─── Data records

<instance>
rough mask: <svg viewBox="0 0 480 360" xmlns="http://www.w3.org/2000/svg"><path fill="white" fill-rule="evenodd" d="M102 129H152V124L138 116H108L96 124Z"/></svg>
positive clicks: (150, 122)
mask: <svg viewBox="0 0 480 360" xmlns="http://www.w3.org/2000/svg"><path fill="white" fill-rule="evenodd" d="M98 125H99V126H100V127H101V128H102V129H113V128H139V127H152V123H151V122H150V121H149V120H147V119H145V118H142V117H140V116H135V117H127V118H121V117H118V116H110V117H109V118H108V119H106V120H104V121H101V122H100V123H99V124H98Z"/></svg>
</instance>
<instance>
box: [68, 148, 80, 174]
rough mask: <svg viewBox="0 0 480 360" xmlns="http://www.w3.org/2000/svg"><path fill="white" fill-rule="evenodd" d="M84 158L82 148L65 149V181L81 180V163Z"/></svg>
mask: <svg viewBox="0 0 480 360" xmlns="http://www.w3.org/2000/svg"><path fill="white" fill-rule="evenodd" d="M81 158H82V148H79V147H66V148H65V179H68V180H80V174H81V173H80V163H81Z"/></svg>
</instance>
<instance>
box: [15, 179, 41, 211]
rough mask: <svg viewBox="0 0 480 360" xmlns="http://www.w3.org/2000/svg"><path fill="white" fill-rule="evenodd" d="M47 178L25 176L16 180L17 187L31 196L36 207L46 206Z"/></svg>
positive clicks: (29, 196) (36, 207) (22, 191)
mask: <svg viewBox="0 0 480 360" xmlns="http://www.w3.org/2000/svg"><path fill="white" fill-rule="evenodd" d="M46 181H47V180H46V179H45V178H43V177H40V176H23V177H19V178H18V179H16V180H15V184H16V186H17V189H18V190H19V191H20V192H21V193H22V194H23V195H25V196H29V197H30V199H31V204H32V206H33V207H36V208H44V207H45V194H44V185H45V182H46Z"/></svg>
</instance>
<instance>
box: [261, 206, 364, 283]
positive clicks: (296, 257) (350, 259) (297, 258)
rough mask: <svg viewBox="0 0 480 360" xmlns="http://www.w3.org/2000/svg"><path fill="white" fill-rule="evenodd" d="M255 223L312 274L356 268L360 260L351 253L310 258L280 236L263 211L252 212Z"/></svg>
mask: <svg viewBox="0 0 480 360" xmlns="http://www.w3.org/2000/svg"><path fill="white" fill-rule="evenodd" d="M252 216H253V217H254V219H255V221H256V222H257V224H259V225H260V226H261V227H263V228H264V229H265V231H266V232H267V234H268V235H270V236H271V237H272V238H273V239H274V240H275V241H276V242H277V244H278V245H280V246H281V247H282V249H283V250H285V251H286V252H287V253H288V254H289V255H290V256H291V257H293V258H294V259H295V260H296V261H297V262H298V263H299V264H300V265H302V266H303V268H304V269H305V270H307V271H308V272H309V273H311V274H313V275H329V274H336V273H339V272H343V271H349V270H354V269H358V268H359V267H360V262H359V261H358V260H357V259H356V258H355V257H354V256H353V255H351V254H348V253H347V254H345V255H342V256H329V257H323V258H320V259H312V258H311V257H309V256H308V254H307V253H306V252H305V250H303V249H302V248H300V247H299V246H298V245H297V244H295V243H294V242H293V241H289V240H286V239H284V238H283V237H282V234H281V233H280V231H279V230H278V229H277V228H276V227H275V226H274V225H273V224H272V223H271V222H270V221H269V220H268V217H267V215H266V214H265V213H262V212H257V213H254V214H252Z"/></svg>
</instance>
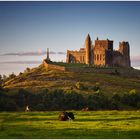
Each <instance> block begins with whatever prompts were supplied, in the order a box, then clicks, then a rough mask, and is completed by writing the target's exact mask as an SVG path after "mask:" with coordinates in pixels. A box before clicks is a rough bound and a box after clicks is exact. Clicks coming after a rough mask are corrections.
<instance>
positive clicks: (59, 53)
mask: <svg viewBox="0 0 140 140" xmlns="http://www.w3.org/2000/svg"><path fill="white" fill-rule="evenodd" d="M57 54H64V55H65V54H66V53H65V52H58V53H57Z"/></svg>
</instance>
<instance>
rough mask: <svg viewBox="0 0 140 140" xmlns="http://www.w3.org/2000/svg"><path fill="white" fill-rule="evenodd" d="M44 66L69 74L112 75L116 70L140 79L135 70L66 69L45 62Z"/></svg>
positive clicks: (44, 63)
mask: <svg viewBox="0 0 140 140" xmlns="http://www.w3.org/2000/svg"><path fill="white" fill-rule="evenodd" d="M43 65H44V66H45V67H46V68H48V69H55V70H60V71H67V72H78V73H84V72H85V73H90V72H93V73H103V74H111V73H115V70H117V72H119V73H120V74H122V75H124V76H128V77H130V76H136V77H137V76H138V77H140V70H134V69H122V68H93V67H78V68H77V67H75V68H74V67H64V66H58V65H53V64H48V63H47V62H46V61H45V60H44V61H43Z"/></svg>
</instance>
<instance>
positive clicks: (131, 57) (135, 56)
mask: <svg viewBox="0 0 140 140" xmlns="http://www.w3.org/2000/svg"><path fill="white" fill-rule="evenodd" d="M131 61H134V62H140V55H137V56H131Z"/></svg>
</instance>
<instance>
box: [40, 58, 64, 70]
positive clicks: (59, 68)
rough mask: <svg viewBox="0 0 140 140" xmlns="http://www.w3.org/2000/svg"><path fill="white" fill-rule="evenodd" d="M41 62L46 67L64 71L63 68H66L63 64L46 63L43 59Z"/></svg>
mask: <svg viewBox="0 0 140 140" xmlns="http://www.w3.org/2000/svg"><path fill="white" fill-rule="evenodd" d="M43 64H44V66H45V67H46V68H48V69H55V70H61V71H65V69H66V68H65V67H63V66H57V65H53V64H48V63H47V62H46V61H45V60H44V61H43Z"/></svg>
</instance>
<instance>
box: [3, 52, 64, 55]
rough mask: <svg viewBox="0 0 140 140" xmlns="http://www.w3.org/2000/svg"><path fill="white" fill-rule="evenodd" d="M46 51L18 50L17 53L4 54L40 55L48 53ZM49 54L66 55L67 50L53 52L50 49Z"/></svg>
mask: <svg viewBox="0 0 140 140" xmlns="http://www.w3.org/2000/svg"><path fill="white" fill-rule="evenodd" d="M46 54H47V52H46V51H38V52H17V53H5V54H2V55H4V56H5V55H13V56H14V55H16V56H39V55H46ZM49 54H60V55H65V54H66V53H65V52H53V51H50V52H49Z"/></svg>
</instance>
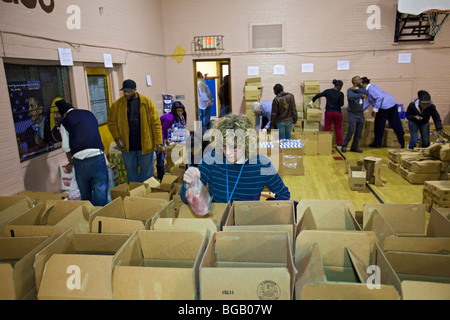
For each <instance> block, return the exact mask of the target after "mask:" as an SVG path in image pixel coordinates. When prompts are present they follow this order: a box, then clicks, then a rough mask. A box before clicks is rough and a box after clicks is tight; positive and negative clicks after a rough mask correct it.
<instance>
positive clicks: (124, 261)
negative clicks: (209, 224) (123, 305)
mask: <svg viewBox="0 0 450 320" xmlns="http://www.w3.org/2000/svg"><path fill="white" fill-rule="evenodd" d="M207 243H208V241H207V232H206V231H180V230H172V231H156V230H152V231H150V230H139V231H136V232H135V233H134V234H133V235H132V236H131V238H130V239H129V240H128V241H127V242H126V244H125V245H124V246H123V247H122V248H121V249H120V250H119V252H118V253H117V259H116V261H117V264H116V266H115V268H114V272H113V288H114V290H113V297H114V299H116V300H196V299H198V270H199V265H200V261H201V258H202V257H203V253H204V250H205V248H206V245H207Z"/></svg>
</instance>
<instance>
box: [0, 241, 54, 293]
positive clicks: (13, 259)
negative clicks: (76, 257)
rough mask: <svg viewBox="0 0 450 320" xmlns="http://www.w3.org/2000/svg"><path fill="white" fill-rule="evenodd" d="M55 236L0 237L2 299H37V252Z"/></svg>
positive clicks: (0, 288)
mask: <svg viewBox="0 0 450 320" xmlns="http://www.w3.org/2000/svg"><path fill="white" fill-rule="evenodd" d="M55 238H56V235H53V236H51V237H46V236H39V237H20V238H0V284H1V285H0V300H36V295H37V290H36V280H35V270H34V267H33V264H34V262H35V254H36V253H37V252H39V251H40V250H41V249H43V248H45V247H46V246H47V245H48V244H49V243H50V242H51V241H53V240H54V239H55Z"/></svg>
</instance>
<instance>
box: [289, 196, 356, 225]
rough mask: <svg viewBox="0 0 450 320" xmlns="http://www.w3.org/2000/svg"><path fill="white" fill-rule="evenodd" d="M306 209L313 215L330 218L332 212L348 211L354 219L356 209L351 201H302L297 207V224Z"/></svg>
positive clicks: (301, 218) (355, 215)
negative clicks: (313, 212) (328, 217)
mask: <svg viewBox="0 0 450 320" xmlns="http://www.w3.org/2000/svg"><path fill="white" fill-rule="evenodd" d="M308 208H311V211H312V212H314V213H321V214H322V215H324V216H331V215H333V213H334V212H344V210H346V209H347V210H349V211H350V214H351V215H352V216H353V217H355V216H356V209H355V205H354V204H353V202H352V201H351V200H321V199H303V200H300V201H299V203H298V205H297V222H299V221H300V220H301V219H302V216H303V214H304V213H305V212H306V210H307V209H308Z"/></svg>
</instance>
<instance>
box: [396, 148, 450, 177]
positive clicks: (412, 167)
mask: <svg viewBox="0 0 450 320" xmlns="http://www.w3.org/2000/svg"><path fill="white" fill-rule="evenodd" d="M439 145H441V144H439ZM434 148H435V147H434V146H431V147H430V148H427V149H415V150H409V149H392V150H388V158H389V160H388V167H389V168H390V169H391V170H393V171H394V172H396V173H397V174H399V175H401V176H402V177H403V178H404V179H405V180H407V181H408V182H410V183H411V184H424V183H425V182H426V181H435V180H447V179H448V168H449V166H450V145H449V144H443V145H442V148H441V151H442V157H441V158H442V159H443V160H441V158H435V157H432V156H430V154H429V149H434Z"/></svg>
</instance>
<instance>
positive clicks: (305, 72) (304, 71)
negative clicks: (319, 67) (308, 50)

──────

§ Task
Would you please copy each line of the listing that contains the word "coordinates"?

§ Written answer
Each <instance> block begins with whatever prompts were supplied, in the order a box, then clicks, then a rough mask, and is completed by writing the target's exact mask as an SVG path after "mask:" with coordinates in pixels. A box before clicks is a rough bound and a box after clicks is exact. Clicks coming after a rough mask are corrections.
For each <instance> block, return the exact mask of the target after "mask:" as an SVG path in image pixel coordinates. When prompts are present they follow this order: a box, then clicks, then a rough mask. A box before clicks is rough and a box after clicks is tight; positive and negative clicks after a rough mask correct it.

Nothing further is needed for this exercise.